INFORMATION SHOWN:
** BEGIN **

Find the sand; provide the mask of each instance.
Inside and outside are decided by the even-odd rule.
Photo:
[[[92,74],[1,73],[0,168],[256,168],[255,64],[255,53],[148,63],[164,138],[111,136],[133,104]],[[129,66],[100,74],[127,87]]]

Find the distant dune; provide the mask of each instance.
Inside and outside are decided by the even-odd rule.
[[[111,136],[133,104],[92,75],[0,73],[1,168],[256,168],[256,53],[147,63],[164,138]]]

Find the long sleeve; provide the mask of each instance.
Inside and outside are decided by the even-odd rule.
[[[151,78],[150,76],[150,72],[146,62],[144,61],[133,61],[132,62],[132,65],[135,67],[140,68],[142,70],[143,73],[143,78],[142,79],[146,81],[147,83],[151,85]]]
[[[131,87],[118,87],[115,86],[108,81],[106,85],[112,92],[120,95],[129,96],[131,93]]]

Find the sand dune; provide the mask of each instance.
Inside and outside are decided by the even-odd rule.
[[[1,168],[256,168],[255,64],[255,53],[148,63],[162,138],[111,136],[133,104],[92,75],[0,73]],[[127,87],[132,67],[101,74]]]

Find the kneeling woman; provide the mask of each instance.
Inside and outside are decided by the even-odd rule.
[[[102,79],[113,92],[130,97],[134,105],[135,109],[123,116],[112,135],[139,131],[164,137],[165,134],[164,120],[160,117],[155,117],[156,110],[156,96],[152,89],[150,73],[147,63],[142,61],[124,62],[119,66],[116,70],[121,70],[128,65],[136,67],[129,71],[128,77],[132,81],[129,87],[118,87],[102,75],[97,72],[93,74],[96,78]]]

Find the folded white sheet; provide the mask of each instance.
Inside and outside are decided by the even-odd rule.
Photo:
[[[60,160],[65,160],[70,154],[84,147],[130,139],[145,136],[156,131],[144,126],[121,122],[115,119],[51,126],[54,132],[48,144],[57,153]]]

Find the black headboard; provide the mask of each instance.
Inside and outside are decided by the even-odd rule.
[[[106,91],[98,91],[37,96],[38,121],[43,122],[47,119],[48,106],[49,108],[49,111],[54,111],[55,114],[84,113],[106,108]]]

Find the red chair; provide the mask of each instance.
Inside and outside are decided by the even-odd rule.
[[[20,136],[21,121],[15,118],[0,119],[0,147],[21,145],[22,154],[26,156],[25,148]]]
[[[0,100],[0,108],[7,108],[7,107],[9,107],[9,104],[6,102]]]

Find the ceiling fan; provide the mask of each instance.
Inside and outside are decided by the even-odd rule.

** END **

WHAT TO DO: Exactly repeat the lines from the line that contains "Find the folded" to the end of the entries, both included, and leave out all other lines.

EXERCISE SOLUTION:
Find the folded white sheet; provide the mask of each instance.
Inside and outside are decided by the even-odd rule.
Photo:
[[[60,160],[65,160],[70,154],[84,147],[130,139],[145,136],[156,131],[144,126],[121,122],[115,119],[51,126],[54,132],[48,144],[57,153]]]

Find the black headboard; provide the mask of each instance.
Inside and outside are decided by the even-odd rule.
[[[106,91],[98,91],[37,96],[38,121],[43,122],[47,119],[48,106],[49,108],[49,111],[54,111],[55,114],[84,113],[106,108]]]

Find the red chair; provide the mask of each instance.
Inside and outside are decided by the even-odd rule.
[[[20,136],[21,121],[15,118],[0,119],[0,147],[21,145],[22,154],[26,156],[25,148]]]
[[[0,100],[0,108],[7,108],[7,107],[9,107],[9,104],[6,102]]]

Find the ceiling fan; provide the mask of each instance.
Inside and outside are decided by the even-odd rule.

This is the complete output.